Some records
## BEGIN

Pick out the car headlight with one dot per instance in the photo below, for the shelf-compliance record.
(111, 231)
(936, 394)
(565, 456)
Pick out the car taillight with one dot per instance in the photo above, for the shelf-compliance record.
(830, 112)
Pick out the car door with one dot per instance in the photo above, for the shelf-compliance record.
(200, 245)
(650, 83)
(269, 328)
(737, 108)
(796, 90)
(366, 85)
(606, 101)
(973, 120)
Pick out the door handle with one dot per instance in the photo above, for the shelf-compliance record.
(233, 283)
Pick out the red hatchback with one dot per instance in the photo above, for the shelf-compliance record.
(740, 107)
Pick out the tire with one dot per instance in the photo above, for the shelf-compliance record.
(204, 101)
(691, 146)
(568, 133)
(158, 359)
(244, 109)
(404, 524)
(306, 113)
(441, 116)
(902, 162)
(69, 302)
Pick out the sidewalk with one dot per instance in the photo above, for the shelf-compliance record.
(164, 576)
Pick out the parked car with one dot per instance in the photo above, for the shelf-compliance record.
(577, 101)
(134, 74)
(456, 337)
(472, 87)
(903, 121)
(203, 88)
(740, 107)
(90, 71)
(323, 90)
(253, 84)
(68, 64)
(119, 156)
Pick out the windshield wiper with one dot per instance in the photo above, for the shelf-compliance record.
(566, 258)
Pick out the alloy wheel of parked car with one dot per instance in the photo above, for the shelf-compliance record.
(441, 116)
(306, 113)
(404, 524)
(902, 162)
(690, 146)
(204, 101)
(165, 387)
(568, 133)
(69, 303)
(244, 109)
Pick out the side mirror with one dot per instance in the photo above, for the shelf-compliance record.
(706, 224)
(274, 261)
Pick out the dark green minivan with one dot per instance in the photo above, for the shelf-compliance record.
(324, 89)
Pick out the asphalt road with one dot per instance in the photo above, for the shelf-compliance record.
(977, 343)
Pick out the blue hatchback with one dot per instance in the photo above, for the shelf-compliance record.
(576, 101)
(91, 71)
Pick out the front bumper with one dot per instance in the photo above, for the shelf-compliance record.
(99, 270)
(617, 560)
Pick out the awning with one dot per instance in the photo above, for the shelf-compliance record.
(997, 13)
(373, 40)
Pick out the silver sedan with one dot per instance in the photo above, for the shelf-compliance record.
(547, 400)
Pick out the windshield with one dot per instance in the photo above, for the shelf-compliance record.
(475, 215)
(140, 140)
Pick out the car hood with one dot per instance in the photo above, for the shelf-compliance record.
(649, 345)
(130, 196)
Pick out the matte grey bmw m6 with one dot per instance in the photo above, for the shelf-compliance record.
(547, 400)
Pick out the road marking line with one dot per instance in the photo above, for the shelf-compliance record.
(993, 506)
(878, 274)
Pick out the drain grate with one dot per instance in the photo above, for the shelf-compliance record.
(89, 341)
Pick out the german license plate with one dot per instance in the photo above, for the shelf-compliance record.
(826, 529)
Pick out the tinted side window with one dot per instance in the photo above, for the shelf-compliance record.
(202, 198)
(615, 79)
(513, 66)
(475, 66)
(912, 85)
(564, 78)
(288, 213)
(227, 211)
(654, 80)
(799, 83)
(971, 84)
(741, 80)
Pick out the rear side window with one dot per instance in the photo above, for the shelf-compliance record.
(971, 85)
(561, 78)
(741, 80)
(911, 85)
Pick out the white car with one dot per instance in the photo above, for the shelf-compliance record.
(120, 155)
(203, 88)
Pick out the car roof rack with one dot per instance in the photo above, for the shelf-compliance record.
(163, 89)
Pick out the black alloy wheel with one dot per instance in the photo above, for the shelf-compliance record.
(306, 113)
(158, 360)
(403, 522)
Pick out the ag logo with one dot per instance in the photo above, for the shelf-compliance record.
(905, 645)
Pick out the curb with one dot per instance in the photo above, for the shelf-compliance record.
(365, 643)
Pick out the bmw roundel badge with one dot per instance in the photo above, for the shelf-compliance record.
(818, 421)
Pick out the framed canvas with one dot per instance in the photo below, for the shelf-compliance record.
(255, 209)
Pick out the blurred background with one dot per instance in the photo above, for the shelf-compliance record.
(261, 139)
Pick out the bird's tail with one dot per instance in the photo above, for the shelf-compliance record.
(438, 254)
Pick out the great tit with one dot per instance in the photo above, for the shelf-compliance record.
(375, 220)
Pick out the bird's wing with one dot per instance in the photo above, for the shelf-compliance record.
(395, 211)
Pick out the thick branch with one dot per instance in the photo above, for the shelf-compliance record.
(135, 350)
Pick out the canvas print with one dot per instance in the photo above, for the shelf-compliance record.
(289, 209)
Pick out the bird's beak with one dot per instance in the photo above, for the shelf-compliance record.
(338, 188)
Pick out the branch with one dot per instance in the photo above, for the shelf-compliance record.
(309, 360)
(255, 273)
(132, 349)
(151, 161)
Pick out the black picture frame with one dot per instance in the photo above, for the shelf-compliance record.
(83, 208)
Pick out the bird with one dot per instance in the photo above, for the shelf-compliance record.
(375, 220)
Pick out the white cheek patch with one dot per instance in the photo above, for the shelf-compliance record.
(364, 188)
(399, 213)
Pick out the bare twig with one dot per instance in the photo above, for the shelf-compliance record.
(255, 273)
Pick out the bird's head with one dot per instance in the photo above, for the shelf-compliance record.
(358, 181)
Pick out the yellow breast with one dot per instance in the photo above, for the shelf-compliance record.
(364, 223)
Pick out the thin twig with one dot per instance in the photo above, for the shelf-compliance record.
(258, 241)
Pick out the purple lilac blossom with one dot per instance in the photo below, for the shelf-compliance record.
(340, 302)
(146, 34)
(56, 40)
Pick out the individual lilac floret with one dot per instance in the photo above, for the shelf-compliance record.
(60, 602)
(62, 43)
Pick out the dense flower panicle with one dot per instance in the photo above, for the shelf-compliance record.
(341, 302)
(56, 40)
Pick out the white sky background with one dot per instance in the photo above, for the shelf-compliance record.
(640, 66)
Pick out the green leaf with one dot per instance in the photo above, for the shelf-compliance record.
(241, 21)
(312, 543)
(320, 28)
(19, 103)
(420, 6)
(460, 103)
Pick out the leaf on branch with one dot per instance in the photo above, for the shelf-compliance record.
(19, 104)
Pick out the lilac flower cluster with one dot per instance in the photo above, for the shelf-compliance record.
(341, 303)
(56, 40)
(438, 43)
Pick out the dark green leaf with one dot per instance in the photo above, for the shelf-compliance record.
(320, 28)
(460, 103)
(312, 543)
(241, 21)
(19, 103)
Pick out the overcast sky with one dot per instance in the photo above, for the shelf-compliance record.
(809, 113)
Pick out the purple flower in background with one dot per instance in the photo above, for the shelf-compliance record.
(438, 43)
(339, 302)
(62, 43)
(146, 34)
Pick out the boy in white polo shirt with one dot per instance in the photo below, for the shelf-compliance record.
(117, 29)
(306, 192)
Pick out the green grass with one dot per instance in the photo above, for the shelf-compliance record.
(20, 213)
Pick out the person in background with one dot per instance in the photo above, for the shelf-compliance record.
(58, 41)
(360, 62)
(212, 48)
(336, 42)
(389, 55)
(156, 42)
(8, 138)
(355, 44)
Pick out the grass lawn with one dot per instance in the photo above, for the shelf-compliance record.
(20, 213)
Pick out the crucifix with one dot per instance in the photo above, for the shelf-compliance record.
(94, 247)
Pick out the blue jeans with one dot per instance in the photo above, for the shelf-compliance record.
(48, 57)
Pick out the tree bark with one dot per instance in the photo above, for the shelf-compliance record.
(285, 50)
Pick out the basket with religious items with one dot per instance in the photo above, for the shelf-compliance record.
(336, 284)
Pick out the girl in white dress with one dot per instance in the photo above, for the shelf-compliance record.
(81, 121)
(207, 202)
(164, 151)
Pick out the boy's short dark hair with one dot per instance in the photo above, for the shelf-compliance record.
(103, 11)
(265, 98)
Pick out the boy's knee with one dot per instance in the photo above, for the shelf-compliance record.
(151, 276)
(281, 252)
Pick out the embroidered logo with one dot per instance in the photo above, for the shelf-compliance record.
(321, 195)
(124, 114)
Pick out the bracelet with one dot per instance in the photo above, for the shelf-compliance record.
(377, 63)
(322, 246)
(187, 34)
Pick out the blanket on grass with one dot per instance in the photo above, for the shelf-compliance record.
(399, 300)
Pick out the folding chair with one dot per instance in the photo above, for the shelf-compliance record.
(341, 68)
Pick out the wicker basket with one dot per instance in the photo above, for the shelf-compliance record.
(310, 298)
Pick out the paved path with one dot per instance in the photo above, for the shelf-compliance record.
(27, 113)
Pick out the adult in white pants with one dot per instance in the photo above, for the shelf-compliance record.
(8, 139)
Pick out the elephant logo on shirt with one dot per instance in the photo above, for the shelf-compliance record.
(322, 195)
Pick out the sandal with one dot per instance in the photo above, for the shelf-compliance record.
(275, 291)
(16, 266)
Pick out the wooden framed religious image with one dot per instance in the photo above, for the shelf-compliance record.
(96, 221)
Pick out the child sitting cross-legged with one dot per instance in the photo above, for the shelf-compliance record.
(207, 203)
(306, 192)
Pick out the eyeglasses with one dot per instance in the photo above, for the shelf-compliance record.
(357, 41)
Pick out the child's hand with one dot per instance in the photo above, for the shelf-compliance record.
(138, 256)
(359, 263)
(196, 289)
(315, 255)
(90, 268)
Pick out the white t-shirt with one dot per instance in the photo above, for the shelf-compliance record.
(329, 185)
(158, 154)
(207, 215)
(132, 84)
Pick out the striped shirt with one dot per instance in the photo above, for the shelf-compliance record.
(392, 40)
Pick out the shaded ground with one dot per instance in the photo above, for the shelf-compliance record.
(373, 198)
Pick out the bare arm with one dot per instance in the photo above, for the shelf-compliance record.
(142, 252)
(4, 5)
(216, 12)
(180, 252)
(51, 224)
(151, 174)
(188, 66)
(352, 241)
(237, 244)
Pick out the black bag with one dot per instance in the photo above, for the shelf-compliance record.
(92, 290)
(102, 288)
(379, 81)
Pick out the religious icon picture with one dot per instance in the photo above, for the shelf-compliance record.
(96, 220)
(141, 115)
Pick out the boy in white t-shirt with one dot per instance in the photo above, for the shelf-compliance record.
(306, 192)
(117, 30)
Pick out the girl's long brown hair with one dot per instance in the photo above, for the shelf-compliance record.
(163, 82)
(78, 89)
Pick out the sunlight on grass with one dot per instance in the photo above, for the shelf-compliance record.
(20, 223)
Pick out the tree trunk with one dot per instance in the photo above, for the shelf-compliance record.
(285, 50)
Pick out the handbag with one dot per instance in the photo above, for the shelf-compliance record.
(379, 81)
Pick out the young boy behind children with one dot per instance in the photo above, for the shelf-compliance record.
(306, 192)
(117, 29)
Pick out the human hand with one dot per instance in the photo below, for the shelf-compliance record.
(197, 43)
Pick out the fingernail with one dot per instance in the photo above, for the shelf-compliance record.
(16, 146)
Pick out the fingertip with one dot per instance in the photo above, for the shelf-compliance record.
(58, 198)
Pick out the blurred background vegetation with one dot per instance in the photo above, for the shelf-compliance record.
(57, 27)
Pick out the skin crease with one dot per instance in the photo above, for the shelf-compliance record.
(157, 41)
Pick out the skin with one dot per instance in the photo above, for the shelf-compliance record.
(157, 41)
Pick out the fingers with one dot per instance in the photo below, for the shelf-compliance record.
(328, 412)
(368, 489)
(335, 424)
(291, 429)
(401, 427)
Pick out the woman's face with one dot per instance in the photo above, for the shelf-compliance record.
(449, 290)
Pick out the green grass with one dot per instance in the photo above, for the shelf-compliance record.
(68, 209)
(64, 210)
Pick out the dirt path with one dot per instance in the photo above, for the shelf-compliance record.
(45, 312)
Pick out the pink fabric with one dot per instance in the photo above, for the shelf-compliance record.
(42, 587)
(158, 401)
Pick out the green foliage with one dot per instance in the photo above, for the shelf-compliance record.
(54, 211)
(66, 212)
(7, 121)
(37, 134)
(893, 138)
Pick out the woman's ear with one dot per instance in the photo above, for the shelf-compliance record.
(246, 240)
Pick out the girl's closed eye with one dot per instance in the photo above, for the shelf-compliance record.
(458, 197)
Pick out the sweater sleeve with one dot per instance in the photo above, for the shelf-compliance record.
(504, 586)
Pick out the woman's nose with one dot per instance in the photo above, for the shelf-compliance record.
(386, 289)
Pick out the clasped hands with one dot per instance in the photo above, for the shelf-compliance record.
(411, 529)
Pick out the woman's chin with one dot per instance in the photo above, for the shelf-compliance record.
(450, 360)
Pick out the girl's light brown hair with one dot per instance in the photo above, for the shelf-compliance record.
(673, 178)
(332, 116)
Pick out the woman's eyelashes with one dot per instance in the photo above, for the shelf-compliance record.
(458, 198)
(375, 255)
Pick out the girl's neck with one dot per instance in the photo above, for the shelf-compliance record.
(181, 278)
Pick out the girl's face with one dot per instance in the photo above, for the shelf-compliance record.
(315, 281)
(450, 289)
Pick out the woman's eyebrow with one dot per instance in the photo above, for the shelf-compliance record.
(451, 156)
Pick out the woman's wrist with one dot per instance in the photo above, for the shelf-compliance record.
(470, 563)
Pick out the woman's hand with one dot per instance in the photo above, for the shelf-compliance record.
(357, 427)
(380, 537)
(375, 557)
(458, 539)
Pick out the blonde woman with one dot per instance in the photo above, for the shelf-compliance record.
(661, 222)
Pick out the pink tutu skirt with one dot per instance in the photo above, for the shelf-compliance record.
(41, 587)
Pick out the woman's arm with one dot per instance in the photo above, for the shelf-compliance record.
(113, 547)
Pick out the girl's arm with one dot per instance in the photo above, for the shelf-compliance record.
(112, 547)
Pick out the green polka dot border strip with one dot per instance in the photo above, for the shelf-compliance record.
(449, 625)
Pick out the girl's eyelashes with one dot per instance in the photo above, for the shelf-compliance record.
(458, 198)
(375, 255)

## END

## [Problem statement]
Output the lines from the line containing "Pick out the girl's neck" to the end, both included; add nothing.

## [Correct answer]
Pick out the girl's neck with one dot per instance in the photo above, for the shelf-compliance record.
(181, 278)
Pick out the girl's face with one dot per instance in the photo above, for the shelf-compliance record.
(315, 281)
(450, 289)
Pick out the woman's eyebrow with one dot per instance in the photo above, for the shelf-compliance record.
(451, 156)
Pick out the woman's wrist with one dot per instance in the photo above, for the shelf-compliance record.
(470, 563)
Pick out the woman's hand with one dot per instance in the photo above, for the shelf-compliance record.
(357, 427)
(380, 537)
(375, 557)
(458, 539)
Pick out the blonde woman with one dot per instance in the photo above, for the shelf-compliance record.
(661, 222)
Pick out the pink tutu skirt with one dot per instance in the photo above, for the shelf-compliance record.
(41, 587)
Pick out the woman's arm with one dot per instance in the photo above, for the shelf-compliance record.
(113, 547)
Pick out the girl's arm with one dot per instance in the photo above, for the shelf-compliance record.
(112, 547)
Pick out the green polka dot border strip with one dot per instance in the photo above, for the shelf-compliance record.
(449, 625)
Pick out the girl's eyelashes with one dot per instance in the photo above, for the shelf-compliance record.
(458, 198)
(375, 255)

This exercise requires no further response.